Which lines of the entries below run from the one holding "negative clicks: (541, 790) (557, 815)" to the one holding "positive clicks: (552, 751) (561, 749)", inclusive? Set down exactly those lines and no others.

◆ Extracted material:
---------------
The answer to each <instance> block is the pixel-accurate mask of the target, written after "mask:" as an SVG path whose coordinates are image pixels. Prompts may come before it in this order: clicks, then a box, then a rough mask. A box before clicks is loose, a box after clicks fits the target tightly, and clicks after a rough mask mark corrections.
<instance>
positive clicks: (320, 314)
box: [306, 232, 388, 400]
---------------
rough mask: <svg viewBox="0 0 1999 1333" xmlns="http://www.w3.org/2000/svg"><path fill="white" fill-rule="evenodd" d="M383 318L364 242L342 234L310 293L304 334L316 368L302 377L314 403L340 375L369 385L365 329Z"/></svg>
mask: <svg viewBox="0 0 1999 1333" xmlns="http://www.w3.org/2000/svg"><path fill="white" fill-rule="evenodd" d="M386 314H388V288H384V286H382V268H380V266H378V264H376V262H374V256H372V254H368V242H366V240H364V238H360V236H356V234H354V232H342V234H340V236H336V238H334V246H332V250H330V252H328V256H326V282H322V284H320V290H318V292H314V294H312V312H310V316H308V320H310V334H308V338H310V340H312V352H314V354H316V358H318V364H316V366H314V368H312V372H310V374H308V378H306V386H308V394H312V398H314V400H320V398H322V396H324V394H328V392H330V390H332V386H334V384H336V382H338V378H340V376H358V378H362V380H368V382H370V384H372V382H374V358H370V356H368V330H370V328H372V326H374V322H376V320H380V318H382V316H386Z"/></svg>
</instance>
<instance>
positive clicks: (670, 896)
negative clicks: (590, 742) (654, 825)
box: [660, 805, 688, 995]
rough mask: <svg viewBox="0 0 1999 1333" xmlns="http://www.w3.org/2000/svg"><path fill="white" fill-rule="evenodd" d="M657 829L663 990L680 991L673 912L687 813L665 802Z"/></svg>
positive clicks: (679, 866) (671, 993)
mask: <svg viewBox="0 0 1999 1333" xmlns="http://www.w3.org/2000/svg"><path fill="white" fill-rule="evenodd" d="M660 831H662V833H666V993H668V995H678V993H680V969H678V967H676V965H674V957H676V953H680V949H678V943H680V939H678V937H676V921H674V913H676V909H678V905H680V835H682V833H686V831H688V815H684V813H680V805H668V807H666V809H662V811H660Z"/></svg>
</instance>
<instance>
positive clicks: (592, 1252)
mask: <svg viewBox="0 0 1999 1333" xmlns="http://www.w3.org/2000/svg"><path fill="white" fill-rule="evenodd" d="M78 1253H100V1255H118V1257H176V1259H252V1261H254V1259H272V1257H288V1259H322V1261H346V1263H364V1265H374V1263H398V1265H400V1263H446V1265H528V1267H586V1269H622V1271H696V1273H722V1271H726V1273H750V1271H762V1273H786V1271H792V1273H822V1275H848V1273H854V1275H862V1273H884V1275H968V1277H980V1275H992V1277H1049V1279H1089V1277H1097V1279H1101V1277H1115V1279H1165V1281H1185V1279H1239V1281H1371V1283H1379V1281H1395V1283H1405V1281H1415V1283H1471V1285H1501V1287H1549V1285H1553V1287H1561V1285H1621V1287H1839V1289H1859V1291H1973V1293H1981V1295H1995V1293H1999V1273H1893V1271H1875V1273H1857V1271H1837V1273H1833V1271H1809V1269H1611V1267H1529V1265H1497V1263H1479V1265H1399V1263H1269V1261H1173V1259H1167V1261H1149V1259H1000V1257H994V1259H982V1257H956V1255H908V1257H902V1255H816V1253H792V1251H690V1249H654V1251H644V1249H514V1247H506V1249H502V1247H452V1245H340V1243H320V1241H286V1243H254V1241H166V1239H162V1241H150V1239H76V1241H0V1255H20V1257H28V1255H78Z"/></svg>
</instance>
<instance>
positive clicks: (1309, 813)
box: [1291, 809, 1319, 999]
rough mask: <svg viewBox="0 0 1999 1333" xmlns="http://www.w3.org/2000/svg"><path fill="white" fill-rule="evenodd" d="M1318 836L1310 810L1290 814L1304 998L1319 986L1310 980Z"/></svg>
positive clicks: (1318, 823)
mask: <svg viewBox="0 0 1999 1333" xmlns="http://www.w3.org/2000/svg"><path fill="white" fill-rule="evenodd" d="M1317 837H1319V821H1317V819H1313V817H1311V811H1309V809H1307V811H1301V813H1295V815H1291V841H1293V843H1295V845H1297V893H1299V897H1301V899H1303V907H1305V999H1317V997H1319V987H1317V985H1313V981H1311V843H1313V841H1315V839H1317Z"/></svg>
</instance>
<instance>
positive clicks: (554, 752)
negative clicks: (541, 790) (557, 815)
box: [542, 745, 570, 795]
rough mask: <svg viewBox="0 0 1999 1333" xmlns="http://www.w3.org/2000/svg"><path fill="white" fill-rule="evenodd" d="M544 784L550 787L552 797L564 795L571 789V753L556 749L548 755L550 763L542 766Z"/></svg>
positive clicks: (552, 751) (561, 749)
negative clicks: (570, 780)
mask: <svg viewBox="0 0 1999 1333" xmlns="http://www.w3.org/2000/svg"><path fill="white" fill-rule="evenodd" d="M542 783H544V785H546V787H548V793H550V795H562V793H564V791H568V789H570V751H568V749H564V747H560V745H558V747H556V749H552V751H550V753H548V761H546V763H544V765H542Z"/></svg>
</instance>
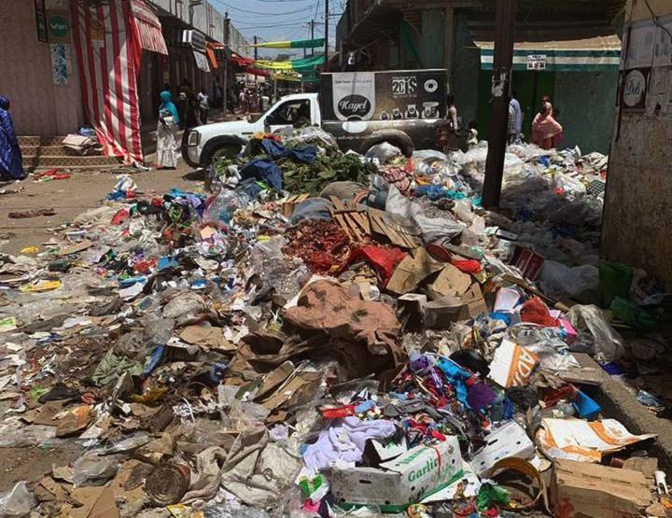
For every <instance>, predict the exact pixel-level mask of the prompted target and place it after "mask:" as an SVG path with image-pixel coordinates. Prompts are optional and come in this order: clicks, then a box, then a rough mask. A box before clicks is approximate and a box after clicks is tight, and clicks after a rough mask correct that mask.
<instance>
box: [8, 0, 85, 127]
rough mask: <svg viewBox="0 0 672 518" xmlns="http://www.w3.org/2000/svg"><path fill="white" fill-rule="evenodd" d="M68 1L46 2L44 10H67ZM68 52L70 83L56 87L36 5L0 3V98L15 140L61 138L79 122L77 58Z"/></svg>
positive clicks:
---------------
◆ Task result:
negative clicks: (541, 790) (557, 815)
box: [542, 745, 570, 795]
rough mask: <svg viewBox="0 0 1999 1333" xmlns="http://www.w3.org/2000/svg"><path fill="white" fill-rule="evenodd" d="M544 784L550 787L552 797L564 795L571 789V753L556 749L548 755L550 763L542 766Z"/></svg>
positive clicks: (552, 751) (561, 749)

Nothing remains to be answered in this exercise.